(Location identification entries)
◇ ◇ ◇ ◇ ◇
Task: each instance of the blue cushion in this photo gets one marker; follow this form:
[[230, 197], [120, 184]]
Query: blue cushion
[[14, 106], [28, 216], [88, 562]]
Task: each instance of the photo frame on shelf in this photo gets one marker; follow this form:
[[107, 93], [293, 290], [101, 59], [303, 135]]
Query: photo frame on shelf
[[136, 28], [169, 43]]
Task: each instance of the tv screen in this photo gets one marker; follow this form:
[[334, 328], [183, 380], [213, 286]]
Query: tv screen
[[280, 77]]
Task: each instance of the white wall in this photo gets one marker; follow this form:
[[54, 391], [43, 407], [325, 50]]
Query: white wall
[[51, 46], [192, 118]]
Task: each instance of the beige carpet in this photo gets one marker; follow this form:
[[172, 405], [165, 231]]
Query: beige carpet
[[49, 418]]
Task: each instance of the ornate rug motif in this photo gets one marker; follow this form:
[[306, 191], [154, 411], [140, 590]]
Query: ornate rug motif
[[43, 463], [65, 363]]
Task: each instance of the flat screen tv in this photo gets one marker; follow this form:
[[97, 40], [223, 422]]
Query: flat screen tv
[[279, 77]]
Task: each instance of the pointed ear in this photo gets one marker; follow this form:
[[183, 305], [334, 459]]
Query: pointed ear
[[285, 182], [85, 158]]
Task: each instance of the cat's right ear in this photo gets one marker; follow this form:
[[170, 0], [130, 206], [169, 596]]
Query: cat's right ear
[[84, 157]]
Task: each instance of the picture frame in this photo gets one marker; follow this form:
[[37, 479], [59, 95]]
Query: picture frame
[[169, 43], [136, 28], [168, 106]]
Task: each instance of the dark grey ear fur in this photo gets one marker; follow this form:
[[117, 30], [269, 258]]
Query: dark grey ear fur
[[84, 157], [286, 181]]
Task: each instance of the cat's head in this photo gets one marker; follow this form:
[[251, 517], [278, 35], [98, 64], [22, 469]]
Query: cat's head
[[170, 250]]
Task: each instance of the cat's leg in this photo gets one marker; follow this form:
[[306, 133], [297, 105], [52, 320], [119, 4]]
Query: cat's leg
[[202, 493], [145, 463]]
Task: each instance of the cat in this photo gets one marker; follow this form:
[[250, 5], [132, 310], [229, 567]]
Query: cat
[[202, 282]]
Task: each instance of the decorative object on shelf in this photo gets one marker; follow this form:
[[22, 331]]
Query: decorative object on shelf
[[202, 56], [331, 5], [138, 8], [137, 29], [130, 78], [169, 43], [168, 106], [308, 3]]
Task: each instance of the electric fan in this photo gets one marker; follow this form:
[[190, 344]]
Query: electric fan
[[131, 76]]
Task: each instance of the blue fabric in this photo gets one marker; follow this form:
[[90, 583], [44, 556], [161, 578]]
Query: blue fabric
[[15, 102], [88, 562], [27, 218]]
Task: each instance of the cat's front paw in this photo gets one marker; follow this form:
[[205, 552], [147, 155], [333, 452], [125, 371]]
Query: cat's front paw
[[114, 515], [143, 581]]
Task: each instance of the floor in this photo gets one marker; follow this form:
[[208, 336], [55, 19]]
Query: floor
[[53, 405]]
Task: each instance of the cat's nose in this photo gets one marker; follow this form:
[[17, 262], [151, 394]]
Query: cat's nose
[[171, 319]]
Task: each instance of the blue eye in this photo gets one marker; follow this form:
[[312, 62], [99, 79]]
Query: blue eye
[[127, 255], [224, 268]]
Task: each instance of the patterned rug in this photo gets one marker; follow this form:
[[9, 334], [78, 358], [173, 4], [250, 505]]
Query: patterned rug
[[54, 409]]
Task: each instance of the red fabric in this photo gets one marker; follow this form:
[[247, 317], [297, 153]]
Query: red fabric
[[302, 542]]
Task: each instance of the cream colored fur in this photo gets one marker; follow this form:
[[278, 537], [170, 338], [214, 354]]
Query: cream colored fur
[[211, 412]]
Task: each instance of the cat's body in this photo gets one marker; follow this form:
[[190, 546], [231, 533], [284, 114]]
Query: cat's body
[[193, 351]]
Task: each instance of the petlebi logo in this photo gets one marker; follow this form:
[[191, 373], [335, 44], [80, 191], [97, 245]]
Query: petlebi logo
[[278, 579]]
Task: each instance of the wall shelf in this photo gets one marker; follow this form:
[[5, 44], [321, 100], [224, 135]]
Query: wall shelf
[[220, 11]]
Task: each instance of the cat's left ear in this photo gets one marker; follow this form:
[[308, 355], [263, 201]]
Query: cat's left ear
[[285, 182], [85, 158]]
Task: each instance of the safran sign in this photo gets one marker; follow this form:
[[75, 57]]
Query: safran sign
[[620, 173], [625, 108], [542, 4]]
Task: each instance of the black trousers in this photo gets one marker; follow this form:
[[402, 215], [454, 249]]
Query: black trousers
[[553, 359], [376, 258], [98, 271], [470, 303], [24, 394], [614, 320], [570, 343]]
◇ ◇ ◇ ◇ ◇
**What to produce**
Print every one of the records above exactly as it appears, with no changes.

**Written response**
Task: each instance of the blue cushion in this photo gets one marker; follow this form:
[[230, 197], [120, 184]]
Query: blue cushion
[[14, 106], [28, 216], [88, 562]]
Task: each instance of the photo frame on shelf in this photo gets one marker; follow this form:
[[107, 93], [293, 290], [101, 59], [303, 135]]
Query: photo frame on shelf
[[136, 28], [169, 43]]
Task: each instance of the tv screen in this photo gets one marker; follow this form:
[[334, 328], [183, 380], [213, 286]]
Query: tv screen
[[280, 77]]
Task: each instance of the white wall in this photo gets one marker; follow this form:
[[54, 391], [43, 407], [325, 50]]
Query: white wall
[[51, 46], [192, 118]]
Task: each instance of the beige carpet in this photo gets one marker; follow this form:
[[172, 405], [165, 231]]
Query: beige carpet
[[49, 418]]
Task: each instance of the ornate rug motif in this photo gets one marker; follow this form:
[[306, 191], [154, 411], [140, 590]]
Query: ornate rug motif
[[43, 463], [65, 363]]
Task: each instance of the flat screen tv in this photo gets one marker; follow this form:
[[97, 40], [223, 422]]
Query: flat screen tv
[[279, 77]]
Task: each instance of the pointed ear in this photo gets one marker; follow this form:
[[183, 305], [334, 459]]
Query: pointed ear
[[285, 182], [85, 158]]
Task: each instance of the cat's right ear in this photo gets one marker; follow this form:
[[170, 0], [130, 206], [169, 596]]
Query: cat's right ear
[[84, 157]]
Task: each instance of the picture frame in this photo gets one marker; follow this form:
[[37, 479], [59, 95]]
Query: picture frame
[[169, 43], [136, 28], [168, 106]]
Task: each instance of the dark grey ear fur in this photo gets one marker; follow this form:
[[117, 30], [269, 258]]
Query: dark grey ear fur
[[84, 157], [286, 181]]
Task: each instance of the cat's head in this photo gets one marker; follow this form:
[[251, 517], [278, 35], [98, 64], [22, 469]]
Query: cat's head
[[170, 250]]
Task: each instance of the cat's leg in this photo gets one marker; follow this form:
[[306, 133], [297, 105], [52, 320], [119, 4]]
Query: cat's leg
[[202, 493], [145, 463]]
Task: each instance of the cat in this photo gets one marker; follow this form:
[[250, 5], [132, 310], [229, 567]]
Query: cat
[[202, 282]]
Task: each instance of the decorative object on shelf in this photo gets one marker; follow this form:
[[22, 331]]
Query: decorative object on shelf
[[202, 56], [331, 5], [138, 8], [137, 29], [130, 78], [169, 43], [168, 106], [308, 3]]
Task: each instance of the electric fan in this photo gets one marker; follow this form:
[[190, 344]]
Query: electric fan
[[131, 76]]
Task: each instance of the blue fabric in this photo gets one marker; follow this form:
[[90, 583], [44, 556], [161, 578]]
Query: blue fabric
[[15, 102], [88, 562], [27, 218]]
Task: each instance of the cat's front paw in this photo gets one marker; follow this form:
[[205, 552], [147, 155], [333, 452], [125, 371]]
Query: cat's front paw
[[114, 515], [143, 581]]
Task: each instance of the floor in this photo gets one marker; follow this form:
[[208, 336], [55, 19]]
Query: floor
[[53, 405]]
Task: each instance of the cat's nose in this photo gets one marker; follow this form:
[[17, 262], [151, 394]]
Query: cat's nose
[[171, 319]]
Task: each instance of the blue eye in this photo gets one marker; follow this form:
[[312, 62], [99, 79]]
Query: blue eye
[[127, 255], [224, 268]]
Task: each instance of the patterned rug in this photo gets one marker; follow this form:
[[9, 334], [78, 358], [173, 4], [250, 505]]
Query: patterned rug
[[54, 409]]
Task: each instance of the red fabric in this photo gets one marker; follow this form:
[[247, 317], [297, 153]]
Query: red fabric
[[302, 542]]
Task: each instance of the cream colored fur in this photo gets one marker; follow this form:
[[278, 537], [170, 338], [214, 354]]
Query: cream colored fur
[[211, 412]]
Task: each instance of the cat's body in this photo gets one marker; follow this form:
[[190, 546], [231, 533], [284, 114]]
Query: cat's body
[[193, 351]]
Task: each instance of the petlebi logo in this photo gets one marker; follow this form:
[[191, 373], [335, 44], [80, 191], [97, 245]]
Query: petlebi logo
[[278, 579]]
Task: each instance of the wall shelf in this photo gets one marker; follow this form:
[[5, 44], [321, 100], [224, 135]]
Query: wall shelf
[[220, 11]]
Task: each instance of the cat's left ear in this photo gets one marker; follow this form:
[[308, 355], [263, 201]]
Query: cat's left ear
[[285, 182], [85, 158]]
Task: each instance of the safran sign in this photo gets one marker; follow this form:
[[75, 57]]
Query: safran sign
[[620, 173], [625, 108], [542, 4]]
Task: each instance of the black trousers in this photo gets one marker; follow this form:
[[402, 215], [454, 249]]
Query: black trousers
[[553, 359], [376, 258], [98, 271], [470, 303], [24, 394], [614, 320], [570, 343]]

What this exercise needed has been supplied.